**Problem details:** Copy every line of the rows below word for word, leaving out the pictures.

Collected data entries
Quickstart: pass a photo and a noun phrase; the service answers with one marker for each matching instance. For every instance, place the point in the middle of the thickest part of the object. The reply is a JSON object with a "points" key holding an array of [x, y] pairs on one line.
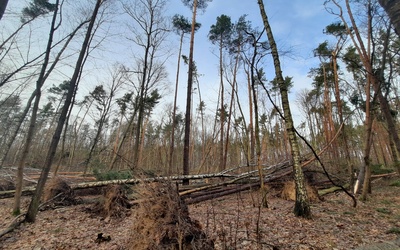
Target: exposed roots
{"points": [[114, 203], [58, 193], [162, 221], [289, 192]]}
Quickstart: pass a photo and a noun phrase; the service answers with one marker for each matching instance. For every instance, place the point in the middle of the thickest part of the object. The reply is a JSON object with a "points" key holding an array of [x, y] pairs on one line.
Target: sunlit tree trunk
{"points": [[186, 149], [34, 204], [302, 205], [392, 8], [35, 108], [3, 6]]}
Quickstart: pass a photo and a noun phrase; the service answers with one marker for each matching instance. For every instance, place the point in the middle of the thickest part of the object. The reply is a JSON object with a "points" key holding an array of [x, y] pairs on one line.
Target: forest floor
{"points": [[233, 222]]}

**Expected output:**
Quickstart: pass a photo and a noun phrase; the service answers with one marker for each matching instance. For every instance, place the point in the middle of the thickest part of the object. The reply is a JSON object with a "points" key holding an array of [x, y] pairs on one line.
Target: exposed roots
{"points": [[114, 203], [58, 193], [162, 221], [289, 192]]}
Quickstart: pass a photo and a noun phrase; the service answers with one marker for each matching instance. For every instance, place the point in the middle of the thickest part of the object. The reply is a JSON object with a "points" key holding an array of [x, y] pairs on one line.
Target: sunlit tree trunk
{"points": [[186, 149], [34, 204], [302, 205], [392, 8], [35, 108], [3, 6]]}
Quickstart: pass a photo and a noun phrase; the service answers with one marker for each matching instance. For every instance, place the point in the middle of the thickest part of the object. The reply is a JSON object with a "points" key holding an array of [x, y] pairs on one line.
Target: forest floor
{"points": [[233, 222]]}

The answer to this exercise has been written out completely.